>> BEGIN Records to process

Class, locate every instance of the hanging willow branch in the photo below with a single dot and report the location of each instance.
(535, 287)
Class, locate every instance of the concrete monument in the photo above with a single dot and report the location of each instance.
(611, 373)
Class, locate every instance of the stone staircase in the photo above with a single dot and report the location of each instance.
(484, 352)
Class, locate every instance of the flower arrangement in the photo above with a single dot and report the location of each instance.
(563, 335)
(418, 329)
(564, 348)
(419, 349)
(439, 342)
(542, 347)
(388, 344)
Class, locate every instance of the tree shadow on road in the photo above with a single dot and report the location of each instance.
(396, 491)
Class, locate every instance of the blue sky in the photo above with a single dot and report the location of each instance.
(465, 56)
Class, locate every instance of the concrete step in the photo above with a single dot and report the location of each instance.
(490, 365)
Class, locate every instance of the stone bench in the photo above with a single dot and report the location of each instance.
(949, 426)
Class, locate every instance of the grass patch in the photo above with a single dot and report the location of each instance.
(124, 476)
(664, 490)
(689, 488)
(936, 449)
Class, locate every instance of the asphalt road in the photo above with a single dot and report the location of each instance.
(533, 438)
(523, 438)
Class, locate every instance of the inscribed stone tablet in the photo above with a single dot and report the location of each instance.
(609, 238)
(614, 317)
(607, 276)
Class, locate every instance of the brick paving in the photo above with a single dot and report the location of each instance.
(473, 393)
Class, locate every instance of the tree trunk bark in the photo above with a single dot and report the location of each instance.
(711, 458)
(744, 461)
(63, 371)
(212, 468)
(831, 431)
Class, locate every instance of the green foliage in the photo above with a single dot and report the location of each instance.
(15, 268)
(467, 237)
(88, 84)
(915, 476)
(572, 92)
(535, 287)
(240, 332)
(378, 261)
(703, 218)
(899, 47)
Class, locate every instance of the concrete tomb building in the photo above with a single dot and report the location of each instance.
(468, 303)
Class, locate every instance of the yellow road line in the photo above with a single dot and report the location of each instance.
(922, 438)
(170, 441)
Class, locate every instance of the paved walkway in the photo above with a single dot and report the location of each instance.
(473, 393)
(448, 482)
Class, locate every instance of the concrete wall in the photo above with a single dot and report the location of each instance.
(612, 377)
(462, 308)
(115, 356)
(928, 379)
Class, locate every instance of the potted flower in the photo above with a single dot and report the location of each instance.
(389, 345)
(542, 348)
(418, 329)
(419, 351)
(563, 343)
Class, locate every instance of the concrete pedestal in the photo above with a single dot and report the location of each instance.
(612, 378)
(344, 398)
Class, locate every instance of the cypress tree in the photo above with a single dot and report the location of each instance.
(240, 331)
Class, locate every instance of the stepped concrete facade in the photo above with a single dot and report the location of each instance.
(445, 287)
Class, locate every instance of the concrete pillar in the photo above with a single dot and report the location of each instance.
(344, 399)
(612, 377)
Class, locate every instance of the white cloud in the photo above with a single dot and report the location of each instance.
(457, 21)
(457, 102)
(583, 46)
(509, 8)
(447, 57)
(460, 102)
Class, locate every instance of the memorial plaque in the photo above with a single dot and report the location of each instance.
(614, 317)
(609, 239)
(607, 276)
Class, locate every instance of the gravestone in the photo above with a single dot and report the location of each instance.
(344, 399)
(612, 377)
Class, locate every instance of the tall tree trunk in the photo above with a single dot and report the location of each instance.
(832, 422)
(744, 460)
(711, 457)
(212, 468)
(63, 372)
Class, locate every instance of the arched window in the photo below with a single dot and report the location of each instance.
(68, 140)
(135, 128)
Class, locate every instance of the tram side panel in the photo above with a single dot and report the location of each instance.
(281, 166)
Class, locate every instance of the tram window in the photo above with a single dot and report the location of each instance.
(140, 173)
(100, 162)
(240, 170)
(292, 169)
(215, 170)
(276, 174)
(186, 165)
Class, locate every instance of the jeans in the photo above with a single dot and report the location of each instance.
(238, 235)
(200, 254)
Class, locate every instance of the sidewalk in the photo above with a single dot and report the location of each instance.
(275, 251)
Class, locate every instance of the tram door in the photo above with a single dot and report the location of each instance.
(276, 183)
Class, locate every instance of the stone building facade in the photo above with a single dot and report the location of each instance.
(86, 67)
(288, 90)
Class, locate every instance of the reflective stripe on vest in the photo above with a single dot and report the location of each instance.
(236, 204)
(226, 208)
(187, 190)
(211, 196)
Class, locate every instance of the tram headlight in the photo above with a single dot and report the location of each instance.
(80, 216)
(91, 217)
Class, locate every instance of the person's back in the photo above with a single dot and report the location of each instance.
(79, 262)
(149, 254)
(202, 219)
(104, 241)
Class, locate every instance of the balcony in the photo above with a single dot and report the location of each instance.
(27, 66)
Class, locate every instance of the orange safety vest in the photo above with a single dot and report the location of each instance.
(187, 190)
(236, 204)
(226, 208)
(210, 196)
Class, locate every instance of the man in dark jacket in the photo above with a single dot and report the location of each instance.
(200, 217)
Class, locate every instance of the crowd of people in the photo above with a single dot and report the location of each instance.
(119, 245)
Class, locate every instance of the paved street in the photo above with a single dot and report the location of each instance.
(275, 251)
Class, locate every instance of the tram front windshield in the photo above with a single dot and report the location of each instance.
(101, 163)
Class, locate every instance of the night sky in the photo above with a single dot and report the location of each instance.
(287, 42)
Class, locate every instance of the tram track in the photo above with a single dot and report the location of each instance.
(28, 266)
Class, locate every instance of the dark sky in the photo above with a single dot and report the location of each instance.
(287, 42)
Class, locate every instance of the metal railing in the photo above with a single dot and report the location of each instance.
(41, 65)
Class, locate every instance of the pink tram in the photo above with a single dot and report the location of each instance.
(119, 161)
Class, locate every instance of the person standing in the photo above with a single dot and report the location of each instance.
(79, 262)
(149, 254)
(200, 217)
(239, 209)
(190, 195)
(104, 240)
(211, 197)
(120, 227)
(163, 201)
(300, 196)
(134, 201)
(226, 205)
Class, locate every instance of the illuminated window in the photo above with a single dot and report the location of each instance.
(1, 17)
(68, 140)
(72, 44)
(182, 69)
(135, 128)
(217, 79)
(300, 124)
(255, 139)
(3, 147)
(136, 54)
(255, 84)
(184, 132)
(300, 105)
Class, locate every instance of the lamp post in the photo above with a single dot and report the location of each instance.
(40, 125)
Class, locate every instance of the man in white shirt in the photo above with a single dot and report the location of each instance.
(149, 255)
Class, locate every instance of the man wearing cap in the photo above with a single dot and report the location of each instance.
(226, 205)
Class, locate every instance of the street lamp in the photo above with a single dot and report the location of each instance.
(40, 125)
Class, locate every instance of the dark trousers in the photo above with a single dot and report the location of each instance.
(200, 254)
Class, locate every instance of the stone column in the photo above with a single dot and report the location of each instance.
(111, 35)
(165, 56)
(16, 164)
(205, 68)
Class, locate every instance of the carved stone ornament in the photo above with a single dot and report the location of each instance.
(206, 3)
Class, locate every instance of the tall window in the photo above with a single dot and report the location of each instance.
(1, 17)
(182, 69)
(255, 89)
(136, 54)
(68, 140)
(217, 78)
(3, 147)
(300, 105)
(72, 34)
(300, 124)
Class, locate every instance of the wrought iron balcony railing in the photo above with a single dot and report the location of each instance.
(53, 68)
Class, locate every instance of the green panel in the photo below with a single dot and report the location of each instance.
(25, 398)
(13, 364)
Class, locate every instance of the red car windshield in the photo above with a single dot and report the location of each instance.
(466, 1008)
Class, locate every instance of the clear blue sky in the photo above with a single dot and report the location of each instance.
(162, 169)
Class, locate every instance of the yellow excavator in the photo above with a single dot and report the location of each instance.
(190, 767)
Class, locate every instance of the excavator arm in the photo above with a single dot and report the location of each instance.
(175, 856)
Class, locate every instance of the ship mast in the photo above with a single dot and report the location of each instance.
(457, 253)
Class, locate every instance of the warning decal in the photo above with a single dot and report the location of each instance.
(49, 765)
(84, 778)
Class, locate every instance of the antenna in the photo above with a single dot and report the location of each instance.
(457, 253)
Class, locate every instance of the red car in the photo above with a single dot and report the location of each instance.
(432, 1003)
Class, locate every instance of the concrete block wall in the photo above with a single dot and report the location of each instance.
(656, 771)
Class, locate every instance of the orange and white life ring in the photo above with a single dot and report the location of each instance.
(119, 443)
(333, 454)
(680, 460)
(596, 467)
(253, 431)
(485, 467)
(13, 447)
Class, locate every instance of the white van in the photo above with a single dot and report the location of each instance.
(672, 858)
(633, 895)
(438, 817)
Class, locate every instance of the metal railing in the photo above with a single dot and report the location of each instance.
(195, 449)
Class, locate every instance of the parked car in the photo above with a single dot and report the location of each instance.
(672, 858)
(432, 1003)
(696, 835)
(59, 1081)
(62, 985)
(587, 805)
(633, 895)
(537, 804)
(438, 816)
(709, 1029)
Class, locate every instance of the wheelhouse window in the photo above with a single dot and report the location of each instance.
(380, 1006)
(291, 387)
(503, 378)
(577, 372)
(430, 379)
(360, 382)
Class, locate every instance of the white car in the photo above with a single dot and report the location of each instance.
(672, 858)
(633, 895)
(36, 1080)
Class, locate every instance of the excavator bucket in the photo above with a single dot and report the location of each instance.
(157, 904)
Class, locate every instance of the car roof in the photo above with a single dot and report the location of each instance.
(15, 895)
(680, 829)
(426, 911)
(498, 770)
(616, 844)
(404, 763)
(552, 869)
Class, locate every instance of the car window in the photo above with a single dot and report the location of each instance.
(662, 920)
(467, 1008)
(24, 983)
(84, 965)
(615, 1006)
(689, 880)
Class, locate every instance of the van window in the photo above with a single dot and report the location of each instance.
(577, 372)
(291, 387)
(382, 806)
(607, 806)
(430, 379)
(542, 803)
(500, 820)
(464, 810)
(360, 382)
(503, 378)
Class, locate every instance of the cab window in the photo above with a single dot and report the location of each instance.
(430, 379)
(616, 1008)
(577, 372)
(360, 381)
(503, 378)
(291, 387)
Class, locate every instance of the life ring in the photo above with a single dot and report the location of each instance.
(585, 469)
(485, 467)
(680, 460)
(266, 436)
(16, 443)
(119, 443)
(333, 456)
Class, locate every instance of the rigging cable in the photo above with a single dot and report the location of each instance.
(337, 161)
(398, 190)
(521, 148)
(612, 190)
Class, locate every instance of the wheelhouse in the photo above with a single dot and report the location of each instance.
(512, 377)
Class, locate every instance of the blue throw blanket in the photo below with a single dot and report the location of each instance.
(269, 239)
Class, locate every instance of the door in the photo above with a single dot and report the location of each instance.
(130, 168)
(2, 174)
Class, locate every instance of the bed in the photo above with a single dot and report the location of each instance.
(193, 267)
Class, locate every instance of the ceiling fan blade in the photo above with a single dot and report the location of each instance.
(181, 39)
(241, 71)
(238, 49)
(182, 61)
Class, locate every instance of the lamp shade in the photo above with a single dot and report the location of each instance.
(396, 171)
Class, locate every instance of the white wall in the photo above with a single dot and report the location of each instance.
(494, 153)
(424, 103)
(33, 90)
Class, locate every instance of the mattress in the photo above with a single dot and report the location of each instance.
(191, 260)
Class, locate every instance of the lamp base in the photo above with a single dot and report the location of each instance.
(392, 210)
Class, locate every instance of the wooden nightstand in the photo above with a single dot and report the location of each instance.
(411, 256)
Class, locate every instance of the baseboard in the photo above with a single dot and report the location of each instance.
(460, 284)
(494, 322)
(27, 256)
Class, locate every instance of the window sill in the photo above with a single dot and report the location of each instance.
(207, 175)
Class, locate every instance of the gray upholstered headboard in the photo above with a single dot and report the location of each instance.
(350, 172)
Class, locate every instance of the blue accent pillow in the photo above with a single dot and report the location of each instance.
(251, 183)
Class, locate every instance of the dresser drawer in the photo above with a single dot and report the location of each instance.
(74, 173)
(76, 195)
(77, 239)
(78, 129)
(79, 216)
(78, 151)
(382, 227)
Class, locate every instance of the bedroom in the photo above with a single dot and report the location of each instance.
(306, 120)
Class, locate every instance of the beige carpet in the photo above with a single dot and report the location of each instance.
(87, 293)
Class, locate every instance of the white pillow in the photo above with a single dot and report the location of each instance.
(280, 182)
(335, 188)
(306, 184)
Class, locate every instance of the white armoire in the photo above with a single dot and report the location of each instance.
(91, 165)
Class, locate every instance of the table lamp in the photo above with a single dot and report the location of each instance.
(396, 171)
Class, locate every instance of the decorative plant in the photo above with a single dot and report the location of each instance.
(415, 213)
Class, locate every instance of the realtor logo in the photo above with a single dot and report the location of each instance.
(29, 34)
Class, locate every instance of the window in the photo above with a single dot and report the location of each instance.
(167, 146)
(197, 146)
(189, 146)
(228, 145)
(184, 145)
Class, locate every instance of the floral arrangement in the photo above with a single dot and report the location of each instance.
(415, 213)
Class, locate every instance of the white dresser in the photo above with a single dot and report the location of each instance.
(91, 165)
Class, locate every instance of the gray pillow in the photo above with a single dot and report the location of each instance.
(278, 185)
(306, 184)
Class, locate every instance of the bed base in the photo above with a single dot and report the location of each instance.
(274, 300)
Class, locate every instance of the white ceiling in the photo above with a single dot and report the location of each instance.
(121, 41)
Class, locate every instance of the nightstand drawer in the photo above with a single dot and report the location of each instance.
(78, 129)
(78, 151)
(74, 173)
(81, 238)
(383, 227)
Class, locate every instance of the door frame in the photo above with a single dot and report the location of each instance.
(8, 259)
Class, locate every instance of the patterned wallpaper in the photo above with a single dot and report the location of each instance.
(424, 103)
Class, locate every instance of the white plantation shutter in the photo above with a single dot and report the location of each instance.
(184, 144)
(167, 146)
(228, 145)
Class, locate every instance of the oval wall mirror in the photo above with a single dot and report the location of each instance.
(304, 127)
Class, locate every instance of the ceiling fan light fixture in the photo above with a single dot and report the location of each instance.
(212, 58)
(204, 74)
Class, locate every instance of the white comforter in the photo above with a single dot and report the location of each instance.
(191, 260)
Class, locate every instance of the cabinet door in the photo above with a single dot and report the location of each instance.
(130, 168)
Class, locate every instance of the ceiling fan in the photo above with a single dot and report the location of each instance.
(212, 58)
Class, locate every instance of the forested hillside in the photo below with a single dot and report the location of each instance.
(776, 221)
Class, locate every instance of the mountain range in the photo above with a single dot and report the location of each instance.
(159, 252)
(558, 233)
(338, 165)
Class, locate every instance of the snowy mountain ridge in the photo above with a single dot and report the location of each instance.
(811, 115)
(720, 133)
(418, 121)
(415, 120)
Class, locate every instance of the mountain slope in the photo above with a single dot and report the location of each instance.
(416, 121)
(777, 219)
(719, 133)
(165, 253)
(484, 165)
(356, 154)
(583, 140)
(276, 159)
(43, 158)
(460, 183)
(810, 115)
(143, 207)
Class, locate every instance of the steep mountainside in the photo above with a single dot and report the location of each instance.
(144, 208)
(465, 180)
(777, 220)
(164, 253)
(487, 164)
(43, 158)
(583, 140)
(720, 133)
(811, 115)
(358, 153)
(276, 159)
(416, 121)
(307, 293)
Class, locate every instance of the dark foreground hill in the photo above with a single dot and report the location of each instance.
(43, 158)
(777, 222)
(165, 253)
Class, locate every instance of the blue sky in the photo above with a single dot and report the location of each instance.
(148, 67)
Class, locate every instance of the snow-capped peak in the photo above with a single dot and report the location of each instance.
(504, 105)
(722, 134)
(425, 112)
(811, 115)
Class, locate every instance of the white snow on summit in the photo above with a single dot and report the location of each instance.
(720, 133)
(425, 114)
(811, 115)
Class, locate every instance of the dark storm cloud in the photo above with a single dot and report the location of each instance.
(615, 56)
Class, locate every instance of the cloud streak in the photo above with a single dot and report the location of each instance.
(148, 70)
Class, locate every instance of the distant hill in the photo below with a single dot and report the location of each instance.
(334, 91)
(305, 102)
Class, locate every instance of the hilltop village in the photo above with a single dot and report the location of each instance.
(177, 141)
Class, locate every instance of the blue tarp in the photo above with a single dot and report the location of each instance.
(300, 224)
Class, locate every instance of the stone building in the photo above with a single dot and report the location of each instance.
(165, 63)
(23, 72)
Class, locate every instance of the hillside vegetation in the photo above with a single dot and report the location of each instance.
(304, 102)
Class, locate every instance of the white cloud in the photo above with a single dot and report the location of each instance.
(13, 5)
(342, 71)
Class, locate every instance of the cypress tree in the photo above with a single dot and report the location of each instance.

>> END Records to process

| Prompt |
Write out once more the lines above beginning at the line with "Class, locate every instance of the stone building in"; continue through the final line and stop there.

| Task output |
Class, locate every instance of the stone building in the photo above with a single dot and report the location of each instance.
(165, 63)
(23, 72)
Class, locate every instance of the hillside vegetation in the photo above with a single dot and report the location of each instance.
(304, 102)
Class, locate every instance of the white cloud in the photo above with a single dot and report the location of each instance.
(13, 5)
(342, 71)
Class, locate every instance of the cypress tree in the photo above with a single dot and report the location of each instance.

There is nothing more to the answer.